### Problem statement
Copy all of the material below, reproducing each line without any changes.

### Recorded information
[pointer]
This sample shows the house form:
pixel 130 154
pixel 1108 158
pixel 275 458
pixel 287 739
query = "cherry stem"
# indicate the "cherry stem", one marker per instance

### Response to this task
[pointer]
This sample shows the house form:
pixel 130 154
pixel 1108 158
pixel 275 458
pixel 287 739
query = "cherry stem"
# indicate the "cherry stem", one marker per instance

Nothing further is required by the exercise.